Record list ▸
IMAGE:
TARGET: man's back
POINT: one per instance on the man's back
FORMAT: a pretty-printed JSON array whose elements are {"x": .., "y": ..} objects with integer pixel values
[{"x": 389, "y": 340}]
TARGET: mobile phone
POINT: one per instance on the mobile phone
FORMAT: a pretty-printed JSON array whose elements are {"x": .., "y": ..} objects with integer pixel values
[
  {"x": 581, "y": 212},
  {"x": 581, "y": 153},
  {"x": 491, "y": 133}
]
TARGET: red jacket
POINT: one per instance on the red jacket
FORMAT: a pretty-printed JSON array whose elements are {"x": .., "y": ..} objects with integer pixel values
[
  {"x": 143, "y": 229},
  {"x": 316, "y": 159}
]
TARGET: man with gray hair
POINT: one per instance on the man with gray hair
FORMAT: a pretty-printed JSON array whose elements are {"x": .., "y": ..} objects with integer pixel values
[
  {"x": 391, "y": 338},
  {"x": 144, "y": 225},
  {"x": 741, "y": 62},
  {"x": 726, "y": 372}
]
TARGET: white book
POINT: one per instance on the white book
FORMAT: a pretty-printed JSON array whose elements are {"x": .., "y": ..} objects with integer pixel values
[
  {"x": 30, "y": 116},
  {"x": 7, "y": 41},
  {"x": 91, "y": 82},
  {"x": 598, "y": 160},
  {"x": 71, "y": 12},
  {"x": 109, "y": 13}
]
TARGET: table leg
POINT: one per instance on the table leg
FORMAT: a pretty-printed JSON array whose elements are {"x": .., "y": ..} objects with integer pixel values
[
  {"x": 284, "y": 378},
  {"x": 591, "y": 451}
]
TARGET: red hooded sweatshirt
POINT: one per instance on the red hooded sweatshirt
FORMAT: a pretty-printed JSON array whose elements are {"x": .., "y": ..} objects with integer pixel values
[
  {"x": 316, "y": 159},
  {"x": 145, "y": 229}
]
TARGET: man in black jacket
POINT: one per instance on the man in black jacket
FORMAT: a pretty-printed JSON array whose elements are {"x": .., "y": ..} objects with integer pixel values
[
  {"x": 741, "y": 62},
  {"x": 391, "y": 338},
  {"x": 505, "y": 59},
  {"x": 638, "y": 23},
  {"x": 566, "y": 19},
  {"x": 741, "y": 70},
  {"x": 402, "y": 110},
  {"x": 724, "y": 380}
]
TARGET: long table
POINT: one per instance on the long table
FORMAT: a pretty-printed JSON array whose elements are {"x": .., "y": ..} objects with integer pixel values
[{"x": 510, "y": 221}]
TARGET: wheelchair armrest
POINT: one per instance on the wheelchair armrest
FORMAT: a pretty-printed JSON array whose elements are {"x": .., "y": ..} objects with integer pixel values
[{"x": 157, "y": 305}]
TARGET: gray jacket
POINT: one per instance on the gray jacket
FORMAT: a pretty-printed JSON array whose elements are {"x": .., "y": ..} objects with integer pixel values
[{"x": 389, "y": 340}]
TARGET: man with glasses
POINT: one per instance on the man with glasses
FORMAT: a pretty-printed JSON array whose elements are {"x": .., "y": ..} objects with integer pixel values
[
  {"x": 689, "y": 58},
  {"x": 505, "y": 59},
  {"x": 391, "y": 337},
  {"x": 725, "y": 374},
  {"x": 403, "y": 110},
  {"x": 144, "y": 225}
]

Aim ▸
Reproduce all of the data above line for line, with no changes.

Output below ▸
IMAGE:
TARGET: man's back
POINT: one per instance on the man's back
FORMAT: a pretty-printed JSON array whose elements are {"x": .., "y": ..} objects with integer pixel values
[{"x": 389, "y": 340}]
TARGET: mobile phone
POINT: one per instance on the mobile phone
FORMAT: a pretty-printed JSON array whose elements are {"x": .., "y": ..} objects with integer pixel values
[
  {"x": 581, "y": 212},
  {"x": 581, "y": 153},
  {"x": 491, "y": 133}
]
TARGET: red jacket
POINT: one per instance on the red jacket
FORMAT: a pretty-printed JSON array whose elements are {"x": .., "y": ..} objects with integer pixel values
[
  {"x": 143, "y": 229},
  {"x": 316, "y": 159}
]
TARGET: man with gray hair
POINT: one per instance on the man with gray hair
FORMAT: a pretty-printed JSON array whose elements are {"x": .., "y": ..} objects with integer pixel values
[
  {"x": 391, "y": 338},
  {"x": 144, "y": 225},
  {"x": 741, "y": 62},
  {"x": 726, "y": 372}
]
TARGET: white book
POINT: one per instance on the white book
FORMAT: a pretty-printed JSON array whose elements are {"x": .., "y": ..} objects with integer pixel values
[
  {"x": 30, "y": 116},
  {"x": 7, "y": 41},
  {"x": 91, "y": 82},
  {"x": 598, "y": 160},
  {"x": 71, "y": 12},
  {"x": 109, "y": 13}
]
TARGET: table leg
POINT: one per instance on the table leg
FORMAT: a pretty-printed JSON array whose elements are {"x": .., "y": ..} objects with integer pixel values
[
  {"x": 284, "y": 378},
  {"x": 591, "y": 451}
]
TARGET: red hooded sweatshirt
POINT: one per instance on the red hooded sweatshirt
FORMAT: a pretty-printed JSON array whose elements are {"x": .., "y": ..} objects with integer pixel values
[
  {"x": 316, "y": 159},
  {"x": 145, "y": 229}
]
TARGET: man in black jacket
POINT: one per instance on the man in black jacket
FORMAT: a pretty-printed JSON array whose elements are {"x": .., "y": ..} objects with integer pixel values
[
  {"x": 741, "y": 62},
  {"x": 391, "y": 338},
  {"x": 505, "y": 59},
  {"x": 638, "y": 23},
  {"x": 566, "y": 19},
  {"x": 741, "y": 70},
  {"x": 402, "y": 110},
  {"x": 724, "y": 380}
]
TARGET: long table
POINT: one per instance on the long table
FORMAT: a pretty-printed JSON array whose elements are {"x": .., "y": ..} objects with integer pixel values
[{"x": 510, "y": 221}]
TARGET: wheelchair armrest
POINT: one per instance on the wheelchair armrest
FORMAT: a pretty-printed JSON array whose elements are {"x": .., "y": ..} objects with integer pixel values
[{"x": 157, "y": 305}]
TARGET: gray jacket
POINT: one per instance on the gray jacket
FORMAT: a pretty-printed JSON array whose elements are {"x": .., "y": ..} objects with integer pixel values
[{"x": 389, "y": 340}]
TARGET: man with glasses
POINT: one per instance on the man with glasses
FORMAT: a pretty-printed JSON array whose elements are {"x": .., "y": ..} objects with integer pixel values
[
  {"x": 689, "y": 58},
  {"x": 505, "y": 59},
  {"x": 391, "y": 337},
  {"x": 725, "y": 374},
  {"x": 403, "y": 110},
  {"x": 144, "y": 225}
]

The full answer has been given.